### TASK DETAILS
Below are some entries; reproduce them exactly and leave every picture out.

▶

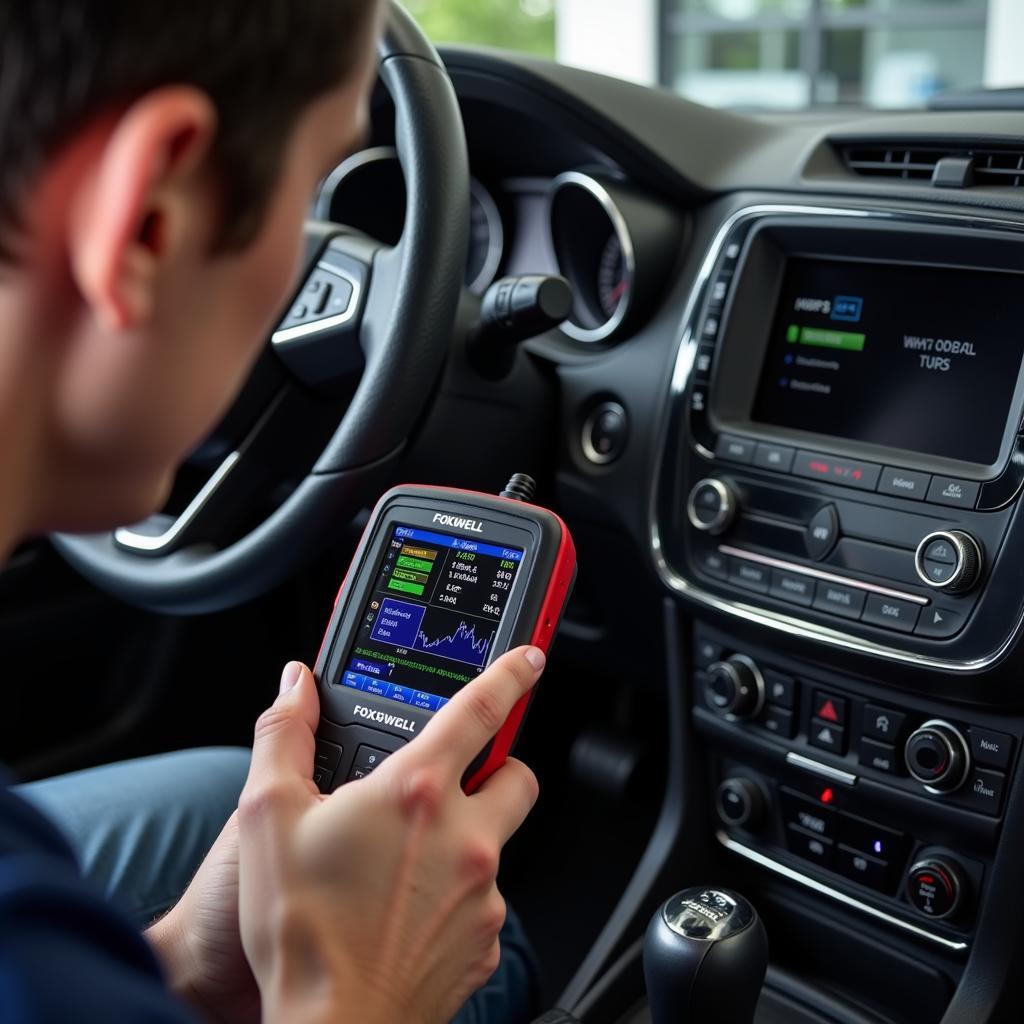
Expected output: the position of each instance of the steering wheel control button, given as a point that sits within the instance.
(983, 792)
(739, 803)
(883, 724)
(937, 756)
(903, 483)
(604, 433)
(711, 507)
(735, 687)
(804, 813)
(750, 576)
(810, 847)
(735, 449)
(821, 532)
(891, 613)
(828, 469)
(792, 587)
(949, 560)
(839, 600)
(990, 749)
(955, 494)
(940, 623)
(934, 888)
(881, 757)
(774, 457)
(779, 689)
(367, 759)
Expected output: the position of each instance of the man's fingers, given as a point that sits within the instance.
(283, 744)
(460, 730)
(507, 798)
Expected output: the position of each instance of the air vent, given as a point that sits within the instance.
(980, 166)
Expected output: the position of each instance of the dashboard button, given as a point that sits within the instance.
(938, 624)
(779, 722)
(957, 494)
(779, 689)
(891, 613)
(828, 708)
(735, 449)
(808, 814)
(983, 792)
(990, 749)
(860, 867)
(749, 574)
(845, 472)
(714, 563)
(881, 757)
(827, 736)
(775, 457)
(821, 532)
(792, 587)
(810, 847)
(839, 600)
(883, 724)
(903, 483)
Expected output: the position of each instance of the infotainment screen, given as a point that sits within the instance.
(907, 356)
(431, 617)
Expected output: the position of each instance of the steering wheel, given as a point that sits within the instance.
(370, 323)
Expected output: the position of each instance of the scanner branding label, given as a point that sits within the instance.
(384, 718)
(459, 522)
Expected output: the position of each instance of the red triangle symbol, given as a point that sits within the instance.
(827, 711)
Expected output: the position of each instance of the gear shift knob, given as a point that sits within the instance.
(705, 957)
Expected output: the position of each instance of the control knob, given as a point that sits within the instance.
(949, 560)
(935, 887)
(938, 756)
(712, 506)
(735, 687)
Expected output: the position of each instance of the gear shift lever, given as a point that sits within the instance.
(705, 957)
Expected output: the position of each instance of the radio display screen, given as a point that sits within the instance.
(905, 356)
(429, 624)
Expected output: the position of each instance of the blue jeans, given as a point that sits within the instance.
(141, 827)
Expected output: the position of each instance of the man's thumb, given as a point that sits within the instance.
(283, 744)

◀

### TASK OUTPUT
Expected output: the position of each instance of the steering wheel control button, given as a point that sits within the instance.
(983, 792)
(739, 803)
(883, 724)
(937, 756)
(903, 483)
(604, 433)
(711, 507)
(735, 687)
(804, 813)
(750, 576)
(810, 847)
(735, 449)
(821, 532)
(891, 613)
(828, 469)
(792, 587)
(949, 560)
(839, 600)
(990, 749)
(955, 494)
(940, 623)
(934, 888)
(881, 757)
(774, 457)
(779, 689)
(367, 759)
Expected output: the position of each instance of the man's fingers, given as a point that sits within the instance.
(283, 744)
(460, 730)
(507, 798)
Expected output: the position of each instance of the air vent, given as a point that sits within the instance.
(980, 166)
Expected output: the position of each instance of the dashboard button, given as a point that sits within the instance.
(938, 624)
(779, 722)
(957, 494)
(779, 689)
(891, 613)
(828, 708)
(735, 449)
(808, 814)
(983, 792)
(990, 749)
(860, 867)
(749, 574)
(845, 472)
(714, 563)
(881, 757)
(827, 736)
(775, 457)
(821, 532)
(792, 587)
(810, 847)
(839, 600)
(883, 724)
(903, 483)
Expected output: the position of each instance of the infotainment screen, given as a point that sits within the instance.
(907, 356)
(431, 617)
Expected output: the position of each instance of the steering wheel, given as a point that sits within the instance.
(370, 323)
Expected output: the position of each instance of the scanner branding label, given as a point that sits within the instance.
(384, 718)
(459, 522)
Expected output: the position of each instance of the red triangle symbol, given as a point that sits within the instance.
(827, 711)
Expected output: the position of each instance of the gear shift knob, given as a point that sits within the instance.
(705, 957)
Expected output: the position of each instance of the control knob, given as a point that sits within the instance.
(949, 560)
(935, 887)
(938, 756)
(712, 506)
(735, 687)
Expected output: the position of each instance of the gear shift lever, given as a point that sits within the instance.
(705, 957)
Expected output: the position of each instance of the radio display screen, given as a point that sits within the instance.
(905, 356)
(429, 624)
Expected output: the position of each instance of the blue jeans, given as a point that sits within the instance.
(141, 827)
Expected output: the position of each instance of the man's thumb, given as a point that sits within the instance.
(283, 744)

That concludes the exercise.